TASK DESCRIPTION:
Without the images, set down each entry exactly.

*****

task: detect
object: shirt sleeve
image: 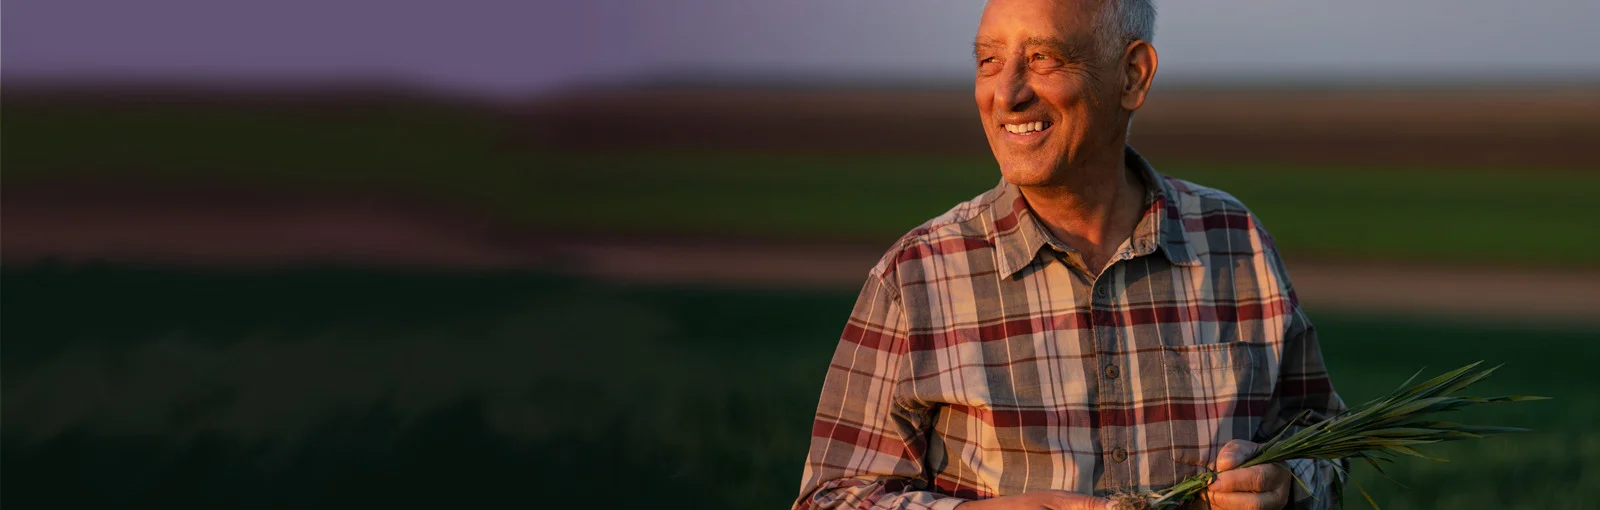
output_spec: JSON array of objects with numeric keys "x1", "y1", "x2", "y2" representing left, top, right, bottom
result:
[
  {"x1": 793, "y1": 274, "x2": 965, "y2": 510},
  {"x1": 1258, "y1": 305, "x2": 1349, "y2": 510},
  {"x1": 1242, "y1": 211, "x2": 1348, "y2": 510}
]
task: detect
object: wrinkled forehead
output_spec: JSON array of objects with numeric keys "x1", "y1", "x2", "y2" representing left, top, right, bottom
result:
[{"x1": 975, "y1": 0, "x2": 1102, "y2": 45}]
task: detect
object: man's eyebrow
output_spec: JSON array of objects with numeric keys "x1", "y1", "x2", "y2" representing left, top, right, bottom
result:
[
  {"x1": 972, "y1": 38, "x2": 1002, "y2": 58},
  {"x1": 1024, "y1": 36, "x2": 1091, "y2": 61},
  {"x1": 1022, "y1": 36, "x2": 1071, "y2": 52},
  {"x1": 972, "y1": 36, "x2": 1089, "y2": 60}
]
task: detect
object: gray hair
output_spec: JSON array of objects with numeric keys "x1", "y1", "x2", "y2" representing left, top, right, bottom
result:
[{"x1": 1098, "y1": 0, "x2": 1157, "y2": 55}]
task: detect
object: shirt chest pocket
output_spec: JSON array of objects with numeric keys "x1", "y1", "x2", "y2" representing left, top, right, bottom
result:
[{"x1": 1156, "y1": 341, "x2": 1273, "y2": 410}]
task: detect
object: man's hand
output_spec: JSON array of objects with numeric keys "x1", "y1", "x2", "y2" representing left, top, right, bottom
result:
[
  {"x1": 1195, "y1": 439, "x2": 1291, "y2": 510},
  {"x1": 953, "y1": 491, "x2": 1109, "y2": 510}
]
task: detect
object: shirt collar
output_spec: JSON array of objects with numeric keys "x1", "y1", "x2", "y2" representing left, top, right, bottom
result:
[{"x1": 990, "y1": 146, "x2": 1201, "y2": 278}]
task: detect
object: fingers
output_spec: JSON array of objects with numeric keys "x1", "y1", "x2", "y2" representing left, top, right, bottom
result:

*****

WRITTEN SOLUTION:
task: detect
object: shirt sleeve
image: 
output_spec: JSON array of objects with numeric keys "x1", "y1", "x2", "y2" representing left, top, right, bottom
result:
[
  {"x1": 793, "y1": 274, "x2": 965, "y2": 510},
  {"x1": 1258, "y1": 305, "x2": 1349, "y2": 510},
  {"x1": 1242, "y1": 211, "x2": 1348, "y2": 510}
]
task: detect
object: wrinkled forehead
output_spec: JSON array of objects with numeric keys "x1", "y1", "x2", "y2" representing left, top, right, bottom
result:
[{"x1": 975, "y1": 0, "x2": 1102, "y2": 45}]
task: detect
object: man's eyebrow
output_spec: JSON array of objects with numeric keys "x1", "y1", "x2", "y2" representing left, top, right, bottom
result:
[
  {"x1": 972, "y1": 38, "x2": 1002, "y2": 58},
  {"x1": 1024, "y1": 36, "x2": 1091, "y2": 61},
  {"x1": 1022, "y1": 36, "x2": 1071, "y2": 52},
  {"x1": 972, "y1": 36, "x2": 1089, "y2": 60}
]
task: detect
object: gray hair
output_spec: JSON array of objects with numeric keys "x1", "y1", "x2", "y2" representing left, top, right, bottom
result:
[{"x1": 1098, "y1": 0, "x2": 1157, "y2": 55}]
task: detect
object: shirt chest pocket
output_spec: JSON array of objects with numeric keys "x1", "y1", "x2", "y2" representing left, top, right, bottom
result:
[{"x1": 1156, "y1": 341, "x2": 1273, "y2": 410}]
task: detect
object: man's hand
output_spec: JSON array of objects with numeric keys "x1", "y1", "x2", "y2" representing left, top, right, bottom
result:
[
  {"x1": 1195, "y1": 439, "x2": 1291, "y2": 510},
  {"x1": 953, "y1": 491, "x2": 1109, "y2": 510}
]
task: detect
object: shirt collar
output_spec: JSON array of objects with numeric keys "x1", "y1", "x2", "y2" representing left, top, right, bottom
result:
[{"x1": 990, "y1": 146, "x2": 1201, "y2": 278}]
task: detect
object: fingers
output_spec: JSON array of objects with numeric keys "x1", "y1", "x2", "y2" representing left, top, right, bottom
result:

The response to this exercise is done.